Excerpt
——————

Stress is so common from adolescent to adult life that it’s become commonplace, almost like a discordant buzzing always in the background of an audiotape. We are a generation that is constantly pressuring ourselves to do better while being just helpless enough that our efforts get the world nowhere. We’re the gerbil generation, and there seems to never be an end or solution to it. The question is if stress is inevitable and we can’t get away from it.
I went to a boarding school that prided itself on (which I think is code for taking some sort of sick pleasure in) challenging students. With an 8-6 school day, Saturday classes, and a minimum of 45 minutes per subject per night, it certainly looks like they met the challenge. I remember nights studying for two tests and a paper, not to mention readings and extracurriculars—and I was an extraordinarily average student. Some rise to meet the challenge and go on to excel, some manage to not-care their way through four years, but the majority scrape by on stress and exhaustion alone. With a mountain of assignments that never seems to get smaller no matter how much we seem to work, there’s never really a revelation that makes the Sisyphean struggle all better, all “worth it.” How do we handle putting energy in, and in, and in, and getting next to nothing back out?

——————

Supplied data
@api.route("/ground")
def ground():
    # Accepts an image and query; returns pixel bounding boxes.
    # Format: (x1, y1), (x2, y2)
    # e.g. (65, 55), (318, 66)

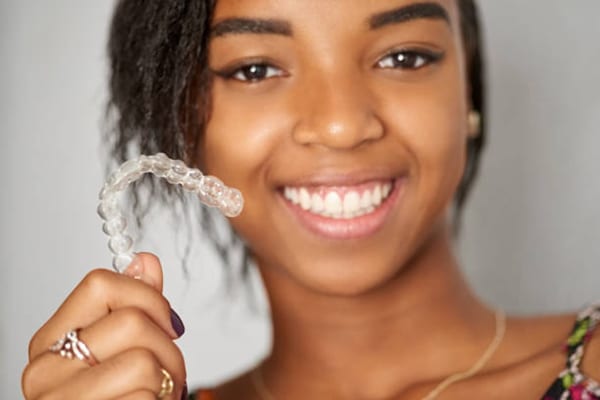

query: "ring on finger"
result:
(158, 368), (175, 399)
(49, 329), (98, 367)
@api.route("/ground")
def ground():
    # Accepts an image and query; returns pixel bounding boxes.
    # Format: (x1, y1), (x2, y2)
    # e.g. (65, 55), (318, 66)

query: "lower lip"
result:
(281, 179), (403, 240)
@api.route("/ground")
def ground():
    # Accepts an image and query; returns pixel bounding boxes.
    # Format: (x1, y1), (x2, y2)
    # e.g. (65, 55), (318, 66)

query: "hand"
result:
(22, 253), (186, 400)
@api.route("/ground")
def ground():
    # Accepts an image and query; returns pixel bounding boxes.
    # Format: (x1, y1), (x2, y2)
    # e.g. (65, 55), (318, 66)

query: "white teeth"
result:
(325, 192), (343, 217)
(283, 182), (392, 219)
(310, 193), (325, 214)
(344, 191), (360, 218)
(360, 190), (371, 208)
(381, 183), (392, 199)
(300, 188), (310, 210)
(283, 187), (298, 204)
(372, 185), (381, 206)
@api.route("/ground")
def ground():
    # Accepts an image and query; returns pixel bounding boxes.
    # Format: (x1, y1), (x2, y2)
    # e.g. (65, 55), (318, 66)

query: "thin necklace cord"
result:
(251, 310), (506, 400)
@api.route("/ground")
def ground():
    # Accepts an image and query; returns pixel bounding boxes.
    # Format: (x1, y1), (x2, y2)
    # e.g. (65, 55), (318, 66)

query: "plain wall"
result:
(0, 0), (600, 399)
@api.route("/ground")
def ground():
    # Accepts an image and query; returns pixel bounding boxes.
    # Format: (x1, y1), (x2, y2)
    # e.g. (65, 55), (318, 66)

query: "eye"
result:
(217, 63), (283, 83)
(376, 50), (443, 70)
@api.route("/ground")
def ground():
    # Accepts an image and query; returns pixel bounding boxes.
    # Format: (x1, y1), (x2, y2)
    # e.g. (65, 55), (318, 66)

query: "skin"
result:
(22, 0), (600, 400)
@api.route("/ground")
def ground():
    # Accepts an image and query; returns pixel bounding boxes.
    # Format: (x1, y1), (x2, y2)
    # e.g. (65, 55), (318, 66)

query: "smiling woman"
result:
(17, 0), (600, 400)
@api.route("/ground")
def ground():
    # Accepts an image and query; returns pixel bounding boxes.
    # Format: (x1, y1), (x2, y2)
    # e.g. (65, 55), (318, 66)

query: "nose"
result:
(293, 70), (384, 150)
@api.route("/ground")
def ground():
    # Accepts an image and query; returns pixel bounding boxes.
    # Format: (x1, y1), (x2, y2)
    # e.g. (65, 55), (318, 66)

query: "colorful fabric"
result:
(188, 304), (600, 400)
(542, 304), (600, 400)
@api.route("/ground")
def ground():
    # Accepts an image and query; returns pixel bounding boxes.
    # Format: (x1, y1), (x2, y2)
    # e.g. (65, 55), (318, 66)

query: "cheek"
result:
(197, 83), (288, 237)
(386, 79), (467, 207)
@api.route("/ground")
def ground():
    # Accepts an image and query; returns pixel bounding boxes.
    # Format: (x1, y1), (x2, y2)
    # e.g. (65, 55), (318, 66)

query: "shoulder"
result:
(188, 372), (254, 400)
(187, 389), (216, 400)
(568, 303), (600, 382)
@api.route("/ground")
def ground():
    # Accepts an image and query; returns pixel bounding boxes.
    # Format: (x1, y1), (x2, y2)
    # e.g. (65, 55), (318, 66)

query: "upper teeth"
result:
(283, 182), (392, 218)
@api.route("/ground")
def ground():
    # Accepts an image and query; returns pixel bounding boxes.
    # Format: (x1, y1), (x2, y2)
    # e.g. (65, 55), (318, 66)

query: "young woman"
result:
(23, 0), (600, 400)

——————

Questions to answer
**A.** The essay on stress describes the demands of the boarding school's schedule. List each one it gives.
**B.** Write the next part of the essay on student stress, starting right after its last sentence.

Answers in order
**A.**
- An 8-6 school day
- Saturday classes
- A minimum of 45 minutes per subject per night

**B.**
Everyone you’ve ever talked to with their life together has a solution for coping; no matter what it is, they will swear it’s tried and true. Finding which ones are reliable and which ones aren’t is a tough one: first of all, if the person recommending a strategy to you isn’t stressed, how are you supposed to know if it’s because they tried it and it worked or because they were simply never stressed at all to begin with? It’s all very well and good to tell people that yoga and drinking lots of water cured you of all your ails, but it’s not very convincing when it comes from people Instagramming raw vegan meals and perfect scenic everyday life, preaching about how #blessed they are to be living on cloud nine. What about the people who don’t need a method to channel their life into perfection--what about those who just need to manage so they can get on with their lives? Of course with a working method that magic may end up happening, but it’s not always the endgame. Most people who have trouble dealing with stress in their lives are looking just a foot in front of their faces. The short-term is always the most important: get this paper done, handle this issue, get through this week to the weekend until I can relax and collapse. It seems at though there’s no solution to be found, and that even if something works for other people, it might never work for you.
I didn’t find my own solution until this year, well after graduating, that I found a concrete answer. It was in my rhetoric class with an assigned reading by Anne Lamott. In it, she tells a story of her childhood:
[T]hirty years ago my older brother, who was ten years old at the time, was trying to get a report on birds written that he’d had three months to write, which was due the next day. We were out at our family cabin in Bolinas, and he was at the kitchen table close to tears, surrounded by binder paper and pencils and unopened books on birds, immobilized by the hugeness of the task ahead. Then my father sat down beside him, put his arm around my brother’s shoulder, and said, “Bird by bird, buddy. Just take it bird by bird.” (emphasis mine)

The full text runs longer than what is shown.